#### [Excerpt provided]
Written by John Enbom (Veronica Mars) and starring Orlando Bloom (Calcium Kid), The Good Doctor is a thriller that is only scary in restrospect; a thriller that is designed to make you squirm uncomfortably in your seat, rather than grip in terror. It chronicles the gradual and excruciatingly measured unwinding of a man wound rather tightly around his desperate mission for control and respect, not only in his career but in life in general. Dr. Martin Blake’s life is lackluster and void of substance in every way until he meets young Diane Nixon, a patient diagnosed with pyelonephritis (only “serious if untreated”) on whom he fixates to increasingly perilous degrees — particularly as she becomes indispensable to attaining the personal and professional success to which he so achingly aspires.
Riley Keough (The Runaways) as Diane Nixon is exquisitely Lolita-esque in far more subtle and perhaps successful ways than the original coquette, and there is an instinctive chemistry between the titular characters that we sympathize with. Until, that is, the good doctor decides — on a whim, as he is often wont to do — to sabotage her treatment so that she relapses and is forced to return to the hospital under his care. Not content with the prospect of losing her when she recovers again, Dr. Blake continues to tamper with Diane’s medicine while their unspoken relationship grows more intimate and isolating from reality and consequence. It’s a downward slope from here. His actions spiral out of control as an orderly (the forever underrated Michael Peña) gets wind of his indiscretion, and the film quickly takes a deadly turn that threatens to risk the craved respect the good doctor is finally earning among his colleagues and superiors.

(Saved entries)
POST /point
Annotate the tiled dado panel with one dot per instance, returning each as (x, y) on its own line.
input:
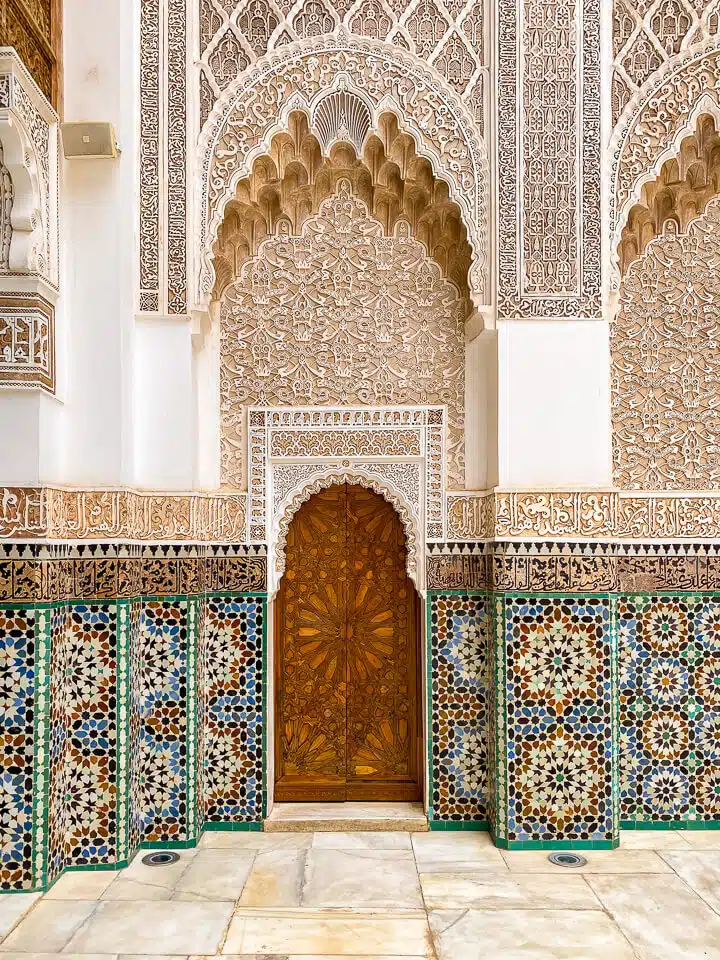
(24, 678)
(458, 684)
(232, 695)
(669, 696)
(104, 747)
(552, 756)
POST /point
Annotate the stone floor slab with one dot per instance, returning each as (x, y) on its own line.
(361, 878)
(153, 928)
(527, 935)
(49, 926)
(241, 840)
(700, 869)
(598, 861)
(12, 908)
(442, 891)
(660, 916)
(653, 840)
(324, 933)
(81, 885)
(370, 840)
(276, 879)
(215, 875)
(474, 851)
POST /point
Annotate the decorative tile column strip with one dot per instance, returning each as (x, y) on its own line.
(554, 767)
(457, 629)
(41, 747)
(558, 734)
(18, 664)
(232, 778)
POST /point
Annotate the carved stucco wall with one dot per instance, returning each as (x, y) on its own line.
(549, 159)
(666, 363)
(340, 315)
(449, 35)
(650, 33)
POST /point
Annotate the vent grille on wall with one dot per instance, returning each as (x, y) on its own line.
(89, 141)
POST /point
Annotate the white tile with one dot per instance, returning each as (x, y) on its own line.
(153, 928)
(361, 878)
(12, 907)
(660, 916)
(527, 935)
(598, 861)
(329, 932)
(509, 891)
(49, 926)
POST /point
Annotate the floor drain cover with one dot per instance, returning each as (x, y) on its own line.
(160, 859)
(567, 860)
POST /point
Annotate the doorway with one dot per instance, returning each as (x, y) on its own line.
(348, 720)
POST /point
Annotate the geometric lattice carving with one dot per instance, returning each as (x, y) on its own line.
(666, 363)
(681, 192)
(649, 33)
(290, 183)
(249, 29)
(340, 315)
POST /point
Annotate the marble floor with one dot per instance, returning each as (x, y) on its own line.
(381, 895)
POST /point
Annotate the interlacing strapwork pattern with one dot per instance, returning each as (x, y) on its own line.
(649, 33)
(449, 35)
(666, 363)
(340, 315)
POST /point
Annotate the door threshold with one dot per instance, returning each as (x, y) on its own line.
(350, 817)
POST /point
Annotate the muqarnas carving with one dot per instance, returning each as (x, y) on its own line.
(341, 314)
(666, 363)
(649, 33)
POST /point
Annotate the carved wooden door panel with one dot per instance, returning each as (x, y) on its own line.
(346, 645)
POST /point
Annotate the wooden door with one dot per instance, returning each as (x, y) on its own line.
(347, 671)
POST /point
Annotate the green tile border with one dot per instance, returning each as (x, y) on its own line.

#### [Prompt 1]
List every title that appears in parentheses after a person's name in the review of The Good Doctor.
#### [Prompt 2]
Edit the review of The Good Doctor by reproducing the passage starting with "Written by John" and going on through "so achingly aspires.", with "lackluster" replaced by "dull".
The saved entries are independent material and are not connected to the review of The Good Doctor.

#### [Exercise response 1]
Veronica Mars
Calcium Kid
The Runaways

#### [Exercise response 2]
Written by John Enbom (Veronica Mars) and starring Orlando Bloom (Calcium Kid), The Good Doctor is a thriller that is only scary in restrospect; a thriller that is designed to make you squirm uncomfortably in your seat, rather than grip in terror. It chronicles the gradual and excruciatingly measured unwinding of a man wound rather tightly around his desperate mission for control and respect, not only in his career but in life in general. Dr. Martin Blake’s life is dull and void of substance in every way until he meets young Diane Nixon, a patient diagnosed with pyelonephritis (only “serious if untreated”) on whom he fixates to increasingly perilous degrees — particularly as she becomes indispensable to attaining the personal and professional success to which he so achingly aspires.